**Exercise prompt:** Check each line of the data below for the word "brown", then extract the ones that have it.

**Information shown:**
----
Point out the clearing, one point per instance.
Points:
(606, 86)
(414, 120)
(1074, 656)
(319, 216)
----
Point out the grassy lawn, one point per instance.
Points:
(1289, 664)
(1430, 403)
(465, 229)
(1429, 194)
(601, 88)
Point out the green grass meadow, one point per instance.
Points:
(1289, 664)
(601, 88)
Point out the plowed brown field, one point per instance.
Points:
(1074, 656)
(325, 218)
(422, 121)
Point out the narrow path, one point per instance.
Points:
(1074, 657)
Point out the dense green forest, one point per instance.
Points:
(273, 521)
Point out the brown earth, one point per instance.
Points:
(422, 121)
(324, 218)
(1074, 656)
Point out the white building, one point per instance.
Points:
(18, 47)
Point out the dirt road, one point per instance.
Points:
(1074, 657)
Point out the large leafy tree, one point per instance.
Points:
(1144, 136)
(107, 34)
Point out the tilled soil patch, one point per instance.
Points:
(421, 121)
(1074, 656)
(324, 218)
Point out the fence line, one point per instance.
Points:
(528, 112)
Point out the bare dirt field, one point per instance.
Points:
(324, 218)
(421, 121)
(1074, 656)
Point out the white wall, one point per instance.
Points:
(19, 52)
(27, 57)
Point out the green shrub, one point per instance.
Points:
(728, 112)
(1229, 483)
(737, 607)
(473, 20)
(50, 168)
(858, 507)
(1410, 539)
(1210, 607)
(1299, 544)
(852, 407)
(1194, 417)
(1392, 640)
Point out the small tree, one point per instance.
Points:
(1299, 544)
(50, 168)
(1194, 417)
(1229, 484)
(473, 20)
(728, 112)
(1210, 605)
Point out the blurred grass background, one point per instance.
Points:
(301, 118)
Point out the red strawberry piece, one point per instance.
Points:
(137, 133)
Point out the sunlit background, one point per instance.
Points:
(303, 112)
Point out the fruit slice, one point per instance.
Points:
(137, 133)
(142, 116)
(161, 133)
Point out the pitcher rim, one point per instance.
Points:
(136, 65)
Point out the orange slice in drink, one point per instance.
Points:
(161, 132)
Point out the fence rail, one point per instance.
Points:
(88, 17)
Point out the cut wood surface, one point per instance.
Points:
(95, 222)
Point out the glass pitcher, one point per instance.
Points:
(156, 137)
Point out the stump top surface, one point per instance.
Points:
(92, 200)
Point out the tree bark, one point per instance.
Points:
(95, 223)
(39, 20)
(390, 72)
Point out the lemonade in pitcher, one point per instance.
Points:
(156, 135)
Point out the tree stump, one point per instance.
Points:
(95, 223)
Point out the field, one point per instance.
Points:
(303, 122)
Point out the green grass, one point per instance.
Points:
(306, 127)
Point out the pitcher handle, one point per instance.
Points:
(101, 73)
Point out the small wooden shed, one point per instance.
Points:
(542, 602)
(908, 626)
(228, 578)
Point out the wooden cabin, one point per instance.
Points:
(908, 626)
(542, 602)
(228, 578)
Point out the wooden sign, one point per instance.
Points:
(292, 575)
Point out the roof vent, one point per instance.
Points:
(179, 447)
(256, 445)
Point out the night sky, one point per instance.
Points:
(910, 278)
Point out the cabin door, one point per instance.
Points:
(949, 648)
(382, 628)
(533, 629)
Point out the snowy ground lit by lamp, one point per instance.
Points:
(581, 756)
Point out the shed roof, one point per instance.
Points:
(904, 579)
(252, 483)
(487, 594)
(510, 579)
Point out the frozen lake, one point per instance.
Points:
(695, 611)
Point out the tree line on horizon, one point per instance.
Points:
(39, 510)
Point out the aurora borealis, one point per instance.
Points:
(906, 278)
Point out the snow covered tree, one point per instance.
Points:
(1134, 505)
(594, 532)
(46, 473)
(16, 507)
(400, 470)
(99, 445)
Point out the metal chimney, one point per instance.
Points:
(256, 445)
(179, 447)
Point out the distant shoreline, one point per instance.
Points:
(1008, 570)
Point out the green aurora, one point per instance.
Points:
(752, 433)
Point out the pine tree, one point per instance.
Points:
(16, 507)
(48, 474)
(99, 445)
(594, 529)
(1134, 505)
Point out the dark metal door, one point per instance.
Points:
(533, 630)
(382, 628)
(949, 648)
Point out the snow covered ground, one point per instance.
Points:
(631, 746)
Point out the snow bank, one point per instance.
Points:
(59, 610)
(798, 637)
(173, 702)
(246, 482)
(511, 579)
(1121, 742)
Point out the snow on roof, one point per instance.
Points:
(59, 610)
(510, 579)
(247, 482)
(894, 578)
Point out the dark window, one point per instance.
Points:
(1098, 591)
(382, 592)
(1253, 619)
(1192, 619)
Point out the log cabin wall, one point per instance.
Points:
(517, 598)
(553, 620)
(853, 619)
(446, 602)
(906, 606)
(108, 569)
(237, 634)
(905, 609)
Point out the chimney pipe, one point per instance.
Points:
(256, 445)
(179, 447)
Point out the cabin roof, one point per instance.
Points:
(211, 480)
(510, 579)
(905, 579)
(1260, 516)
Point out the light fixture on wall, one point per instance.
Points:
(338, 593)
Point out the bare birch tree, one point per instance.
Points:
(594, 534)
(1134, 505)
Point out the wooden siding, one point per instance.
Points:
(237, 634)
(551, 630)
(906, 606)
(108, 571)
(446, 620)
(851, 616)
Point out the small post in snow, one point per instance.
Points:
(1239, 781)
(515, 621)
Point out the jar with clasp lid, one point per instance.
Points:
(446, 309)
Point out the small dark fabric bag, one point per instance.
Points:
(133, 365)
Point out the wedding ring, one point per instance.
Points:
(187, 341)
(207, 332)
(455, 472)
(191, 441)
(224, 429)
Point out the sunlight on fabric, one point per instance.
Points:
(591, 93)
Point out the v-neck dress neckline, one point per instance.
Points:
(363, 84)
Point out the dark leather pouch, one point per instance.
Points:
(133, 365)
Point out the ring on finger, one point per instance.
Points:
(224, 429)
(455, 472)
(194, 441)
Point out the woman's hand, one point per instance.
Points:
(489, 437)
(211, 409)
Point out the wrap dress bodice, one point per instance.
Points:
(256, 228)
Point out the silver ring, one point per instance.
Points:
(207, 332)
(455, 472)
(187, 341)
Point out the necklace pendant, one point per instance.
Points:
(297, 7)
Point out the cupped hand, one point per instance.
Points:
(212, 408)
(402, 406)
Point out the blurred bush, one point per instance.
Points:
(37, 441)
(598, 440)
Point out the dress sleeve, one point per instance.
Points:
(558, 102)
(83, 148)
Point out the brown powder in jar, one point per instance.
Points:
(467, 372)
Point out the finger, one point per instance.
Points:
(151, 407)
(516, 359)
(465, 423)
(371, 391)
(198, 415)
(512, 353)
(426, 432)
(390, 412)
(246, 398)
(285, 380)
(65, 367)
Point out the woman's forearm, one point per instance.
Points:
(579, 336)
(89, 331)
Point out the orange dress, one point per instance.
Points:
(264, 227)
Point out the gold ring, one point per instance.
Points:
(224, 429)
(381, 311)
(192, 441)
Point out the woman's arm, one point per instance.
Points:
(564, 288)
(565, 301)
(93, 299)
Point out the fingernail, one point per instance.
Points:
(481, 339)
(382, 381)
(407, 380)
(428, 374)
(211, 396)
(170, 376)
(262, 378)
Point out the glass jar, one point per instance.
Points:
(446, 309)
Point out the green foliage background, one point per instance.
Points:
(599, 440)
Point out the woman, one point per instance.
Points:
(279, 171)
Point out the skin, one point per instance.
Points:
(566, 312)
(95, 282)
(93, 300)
----
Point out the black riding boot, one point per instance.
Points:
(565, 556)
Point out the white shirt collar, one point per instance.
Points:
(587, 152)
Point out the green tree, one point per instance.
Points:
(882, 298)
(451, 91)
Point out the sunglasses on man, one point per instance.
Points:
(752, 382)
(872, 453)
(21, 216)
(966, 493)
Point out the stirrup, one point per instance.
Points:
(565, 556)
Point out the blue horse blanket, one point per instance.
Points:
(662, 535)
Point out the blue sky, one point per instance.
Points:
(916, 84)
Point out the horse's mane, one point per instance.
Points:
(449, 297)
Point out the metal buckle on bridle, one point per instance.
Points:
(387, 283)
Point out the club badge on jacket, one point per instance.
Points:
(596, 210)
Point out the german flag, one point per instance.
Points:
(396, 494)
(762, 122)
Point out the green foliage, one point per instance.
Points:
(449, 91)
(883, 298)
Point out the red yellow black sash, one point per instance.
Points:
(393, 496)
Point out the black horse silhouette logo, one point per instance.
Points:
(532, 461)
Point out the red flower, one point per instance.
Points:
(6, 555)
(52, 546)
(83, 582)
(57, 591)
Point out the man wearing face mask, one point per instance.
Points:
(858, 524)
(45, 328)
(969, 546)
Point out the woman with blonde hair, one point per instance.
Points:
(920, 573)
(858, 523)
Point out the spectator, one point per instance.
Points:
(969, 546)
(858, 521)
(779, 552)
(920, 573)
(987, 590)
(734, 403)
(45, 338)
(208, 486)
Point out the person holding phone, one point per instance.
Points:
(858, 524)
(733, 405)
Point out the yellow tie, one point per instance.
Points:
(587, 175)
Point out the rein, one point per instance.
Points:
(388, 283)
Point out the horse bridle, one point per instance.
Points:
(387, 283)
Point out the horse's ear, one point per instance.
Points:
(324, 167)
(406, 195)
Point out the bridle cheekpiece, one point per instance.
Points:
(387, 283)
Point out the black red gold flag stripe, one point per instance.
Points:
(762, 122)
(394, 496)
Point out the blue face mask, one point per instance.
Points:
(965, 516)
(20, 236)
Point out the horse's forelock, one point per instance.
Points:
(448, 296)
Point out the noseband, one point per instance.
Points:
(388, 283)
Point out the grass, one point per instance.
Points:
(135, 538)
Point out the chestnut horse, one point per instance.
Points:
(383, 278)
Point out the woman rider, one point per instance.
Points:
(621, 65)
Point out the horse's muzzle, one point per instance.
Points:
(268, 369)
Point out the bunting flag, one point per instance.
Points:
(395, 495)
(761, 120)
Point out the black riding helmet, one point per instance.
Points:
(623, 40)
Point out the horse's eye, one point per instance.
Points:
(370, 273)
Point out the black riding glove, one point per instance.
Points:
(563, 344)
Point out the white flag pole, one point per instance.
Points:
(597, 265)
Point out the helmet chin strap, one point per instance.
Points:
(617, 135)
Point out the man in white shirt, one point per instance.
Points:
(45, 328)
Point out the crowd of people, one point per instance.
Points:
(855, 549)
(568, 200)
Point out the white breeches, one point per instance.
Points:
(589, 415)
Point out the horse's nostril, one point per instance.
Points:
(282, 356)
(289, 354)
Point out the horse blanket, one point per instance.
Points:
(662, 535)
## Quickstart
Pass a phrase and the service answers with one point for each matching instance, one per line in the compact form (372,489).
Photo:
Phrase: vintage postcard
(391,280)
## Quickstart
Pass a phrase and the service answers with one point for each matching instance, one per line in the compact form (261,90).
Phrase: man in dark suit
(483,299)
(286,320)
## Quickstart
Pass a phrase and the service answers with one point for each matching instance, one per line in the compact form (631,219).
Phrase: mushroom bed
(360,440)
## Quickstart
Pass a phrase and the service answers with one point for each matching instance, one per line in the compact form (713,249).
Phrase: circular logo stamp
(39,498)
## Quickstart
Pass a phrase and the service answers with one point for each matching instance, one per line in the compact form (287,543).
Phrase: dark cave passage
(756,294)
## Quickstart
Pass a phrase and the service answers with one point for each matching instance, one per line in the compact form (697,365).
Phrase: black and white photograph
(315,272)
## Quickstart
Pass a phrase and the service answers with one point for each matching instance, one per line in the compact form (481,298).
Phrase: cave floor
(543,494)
----
**Result:**
Point out the plowed brown field, one point per instance.
Point out the brown earth, one point per instance.
Point out the brown powder in jar, one point per instance.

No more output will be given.